** Opening MATERIAL PROVIDED block **

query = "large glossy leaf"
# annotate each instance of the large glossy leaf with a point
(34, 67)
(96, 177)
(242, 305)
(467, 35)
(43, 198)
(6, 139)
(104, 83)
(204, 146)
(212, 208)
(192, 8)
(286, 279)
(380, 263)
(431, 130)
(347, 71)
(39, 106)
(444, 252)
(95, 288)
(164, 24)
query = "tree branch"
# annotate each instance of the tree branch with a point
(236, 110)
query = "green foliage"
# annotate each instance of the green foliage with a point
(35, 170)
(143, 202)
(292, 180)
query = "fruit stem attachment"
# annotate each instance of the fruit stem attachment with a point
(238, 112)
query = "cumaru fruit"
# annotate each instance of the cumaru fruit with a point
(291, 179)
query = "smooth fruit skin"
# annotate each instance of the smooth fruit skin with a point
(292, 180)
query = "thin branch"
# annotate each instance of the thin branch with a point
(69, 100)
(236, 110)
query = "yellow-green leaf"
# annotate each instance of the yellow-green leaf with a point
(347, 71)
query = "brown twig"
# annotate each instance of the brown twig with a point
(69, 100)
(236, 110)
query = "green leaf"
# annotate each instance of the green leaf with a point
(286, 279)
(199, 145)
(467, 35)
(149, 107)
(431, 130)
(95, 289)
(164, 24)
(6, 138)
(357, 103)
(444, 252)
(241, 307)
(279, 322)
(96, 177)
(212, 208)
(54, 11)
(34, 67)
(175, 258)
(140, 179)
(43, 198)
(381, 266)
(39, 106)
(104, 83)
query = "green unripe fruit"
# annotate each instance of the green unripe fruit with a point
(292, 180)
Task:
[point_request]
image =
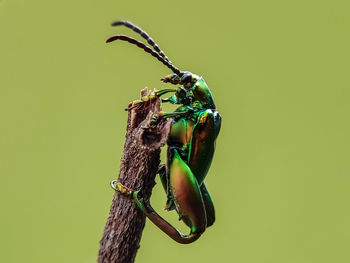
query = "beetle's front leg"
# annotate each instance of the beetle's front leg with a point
(151, 96)
(156, 118)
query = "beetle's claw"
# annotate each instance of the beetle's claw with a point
(121, 188)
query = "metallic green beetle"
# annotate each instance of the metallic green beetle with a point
(194, 129)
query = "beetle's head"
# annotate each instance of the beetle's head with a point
(185, 78)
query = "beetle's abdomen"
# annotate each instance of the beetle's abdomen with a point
(181, 133)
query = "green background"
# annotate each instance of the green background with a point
(279, 72)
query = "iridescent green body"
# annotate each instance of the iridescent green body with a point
(191, 145)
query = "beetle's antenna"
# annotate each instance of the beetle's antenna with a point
(143, 33)
(148, 50)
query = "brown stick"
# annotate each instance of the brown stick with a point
(139, 165)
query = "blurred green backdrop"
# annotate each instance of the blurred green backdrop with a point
(279, 72)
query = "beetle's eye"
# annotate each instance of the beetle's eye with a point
(186, 78)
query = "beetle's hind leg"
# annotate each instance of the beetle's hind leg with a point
(164, 178)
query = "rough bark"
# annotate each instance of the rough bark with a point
(139, 165)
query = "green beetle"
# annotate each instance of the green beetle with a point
(191, 144)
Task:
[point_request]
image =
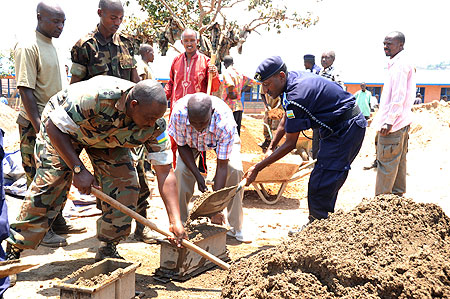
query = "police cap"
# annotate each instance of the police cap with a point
(309, 57)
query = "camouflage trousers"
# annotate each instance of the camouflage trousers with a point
(115, 172)
(272, 123)
(27, 143)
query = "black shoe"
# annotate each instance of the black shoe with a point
(107, 250)
(373, 165)
(146, 235)
(12, 252)
(60, 226)
(293, 232)
(265, 144)
(51, 239)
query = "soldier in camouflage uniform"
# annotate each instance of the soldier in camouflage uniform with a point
(106, 52)
(106, 116)
(38, 78)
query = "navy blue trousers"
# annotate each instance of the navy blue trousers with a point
(336, 153)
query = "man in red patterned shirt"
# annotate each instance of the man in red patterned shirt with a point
(233, 82)
(189, 74)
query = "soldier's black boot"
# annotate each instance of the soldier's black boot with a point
(12, 252)
(143, 233)
(107, 250)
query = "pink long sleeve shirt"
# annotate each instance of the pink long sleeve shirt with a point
(398, 95)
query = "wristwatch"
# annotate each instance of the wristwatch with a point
(77, 169)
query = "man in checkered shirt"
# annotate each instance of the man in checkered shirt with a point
(200, 122)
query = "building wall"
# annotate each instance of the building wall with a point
(354, 87)
(433, 92)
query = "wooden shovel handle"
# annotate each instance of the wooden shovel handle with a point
(117, 205)
(213, 61)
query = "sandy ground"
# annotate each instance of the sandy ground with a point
(428, 172)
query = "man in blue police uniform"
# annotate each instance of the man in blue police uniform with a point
(314, 102)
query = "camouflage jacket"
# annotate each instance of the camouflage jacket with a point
(92, 113)
(93, 55)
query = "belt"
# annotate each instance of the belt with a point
(348, 114)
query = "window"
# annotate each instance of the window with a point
(375, 90)
(445, 92)
(421, 90)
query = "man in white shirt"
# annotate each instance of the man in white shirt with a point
(394, 117)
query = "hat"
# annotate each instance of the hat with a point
(309, 57)
(268, 68)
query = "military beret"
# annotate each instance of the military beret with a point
(268, 68)
(309, 57)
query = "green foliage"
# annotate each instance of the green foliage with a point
(168, 18)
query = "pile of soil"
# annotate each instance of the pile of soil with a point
(90, 282)
(430, 120)
(276, 113)
(388, 247)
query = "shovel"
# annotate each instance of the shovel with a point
(117, 205)
(215, 202)
(13, 267)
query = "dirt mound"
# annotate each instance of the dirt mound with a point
(431, 124)
(388, 247)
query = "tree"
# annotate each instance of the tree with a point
(211, 18)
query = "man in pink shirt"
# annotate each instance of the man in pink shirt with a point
(189, 74)
(394, 117)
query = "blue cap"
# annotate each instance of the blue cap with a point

** Closing MATERIAL PROVIDED block **

* YOUR GOAL *
Pictures do not belong in the copy. Output all of the records exactly.

* ANSWER BOX *
query = "large glossy leaf"
# annotate each instance of the large glossy leaf with a point
(34, 67)
(96, 177)
(242, 305)
(467, 35)
(43, 198)
(6, 139)
(104, 83)
(204, 146)
(212, 208)
(192, 8)
(286, 279)
(380, 263)
(431, 130)
(347, 71)
(39, 106)
(444, 252)
(95, 288)
(164, 24)
query = "tree branch"
# annotate each instance of the tree branch with a point
(236, 110)
query = "green foliage"
# annotate each instance of the green foliage with a point
(35, 170)
(143, 202)
(292, 180)
query = "fruit stem attachment"
# annotate each instance of the fruit stem attachment with a point
(238, 112)
query = "cumaru fruit"
# annotate each instance of the cumaru fruit with a point
(291, 179)
query = "smooth fruit skin"
# annotate each instance of the smooth fruit skin with a point
(292, 180)
query = "thin branch"
# annotate each instance of the thin branch with a point
(69, 100)
(236, 110)
query = "yellow-green leaf"
# annotate each instance of the yellow-green leaf with a point
(347, 71)
query = "brown twig"
# annotate each instance of the brown twig with a point
(69, 100)
(236, 110)
query = "green leaf"
# annotate each instance of the green leaf with a point
(286, 279)
(199, 145)
(467, 35)
(149, 107)
(431, 130)
(95, 289)
(164, 24)
(6, 138)
(357, 103)
(444, 252)
(241, 307)
(279, 322)
(96, 177)
(212, 208)
(54, 11)
(34, 67)
(175, 258)
(140, 179)
(43, 198)
(381, 266)
(39, 106)
(104, 83)
query = "green unripe fruit"
# annotate each instance of the green unripe fruit with a point
(292, 180)
Task:
[point_request]
image =
query = "beetle's front leg"
# annotate each instance of the beetle's front leg with a point
(151, 96)
(156, 118)
query = "beetle's claw"
# annotate each instance of the beetle's claw with a point
(121, 188)
query = "metallic green beetle"
# annotate each instance of the metallic green beetle with a point
(194, 129)
query = "beetle's head"
# annotate each instance of the beetle's head with a point
(185, 78)
query = "beetle's abdomen"
# annotate each instance of the beetle's abdomen with a point
(181, 133)
query = "green background"
# annotate each instance of the green background with a point
(279, 72)
query = "iridescent green body"
# annotate each instance of the iridescent green body with a point
(191, 145)
query = "beetle's antenna"
# annotate each instance of the beetle's antenna with a point
(143, 33)
(148, 50)
query = "brown stick"
# annotate each instance of the brown stick with a point
(139, 165)
query = "blurred green backdrop"
# annotate each instance of the blurred green backdrop with a point
(279, 72)
query = "beetle's eye"
# annotate each instance of the beetle's eye with a point
(186, 78)
query = "beetle's hind leg"
# annotate each instance of the beetle's hind leg with a point
(164, 178)
query = "rough bark"
# annotate each instance of the rough bark with a point
(139, 165)
query = "green beetle"
# annotate each instance of the green beetle with a point
(191, 144)
Task:
[point_request]
image =
query = "police cap"
# annotate each instance of the police cap with a point
(309, 57)
query = "camouflage trousers"
# annotate each instance of the camouflage trousers with a point
(115, 172)
(272, 123)
(27, 143)
query = "black shoe"
# annotate each instance of the black shoe with a point
(107, 250)
(373, 165)
(146, 235)
(12, 252)
(60, 226)
(293, 232)
(265, 144)
(51, 239)
query = "soldier in camouflage uniform"
# annotate each instance of the soldier in camouflage uniform with a point
(106, 52)
(106, 116)
(38, 78)
query = "navy blue trousers"
# annotate each instance of the navy blue trousers with a point
(336, 153)
query = "man in red patterned shirt"
# annotate each instance of the man in red patterned shirt with a point
(233, 82)
(189, 74)
query = "soldier's black boot"
# annotate each instance of the soldier's black boot with a point
(12, 252)
(143, 233)
(107, 250)
query = "pink long sleeve shirt"
# annotate each instance of the pink long sleeve shirt with a point
(398, 95)
query = "wristwatch"
# annotate each instance of the wristwatch with a point
(77, 169)
query = "man in checkered shirt"
# annotate each instance of the man in checkered shirt with a point
(200, 122)
query = "building wall"
# annotate each instance of the building wall with a point
(354, 87)
(433, 92)
query = "wooden shovel handle"
# annotate each instance of the wooden shovel handle with a point
(117, 205)
(213, 61)
query = "sandy ground"
# annotate each instance of the sandy ground with a point
(428, 172)
query = "man in blue police uniform"
# annotate each instance of the man in blue police uniform with a point
(314, 102)
query = "camouflage jacket"
# annotate each instance of the camouflage jacket with a point
(92, 113)
(93, 55)
query = "belt"
# annotate each instance of the belt with a point
(348, 114)
query = "window"
# annotate each instance of the window with a point
(375, 90)
(445, 92)
(421, 90)
query = "man in white shirt"
# annotate each instance of the man in white shirt with a point
(394, 117)
query = "hat"
# annotate each instance of the hat with a point
(309, 57)
(268, 68)
query = "military beret"
# annotate each instance of the military beret with a point
(268, 68)
(309, 57)
query = "green foliage"
# annotate each instance of the green foliage with a point
(168, 18)
query = "pile of soil"
# annotate each instance of the pile of soil with a point
(90, 282)
(430, 120)
(276, 113)
(388, 247)
query = "shovel"
# annotate each instance of the shovel with a point
(117, 205)
(215, 202)
(13, 267)
query = "dirt mound"
# annotate each instance of the dirt mound with a point
(431, 124)
(388, 247)
query = "tree"
# annotate each instance of the tree with a point
(211, 18)
query = "man in pink shirt"
# annotate each instance of the man in pink shirt with a point
(189, 74)
(394, 117)
query = "blue cap"
# annotate each instance of the blue cap with a point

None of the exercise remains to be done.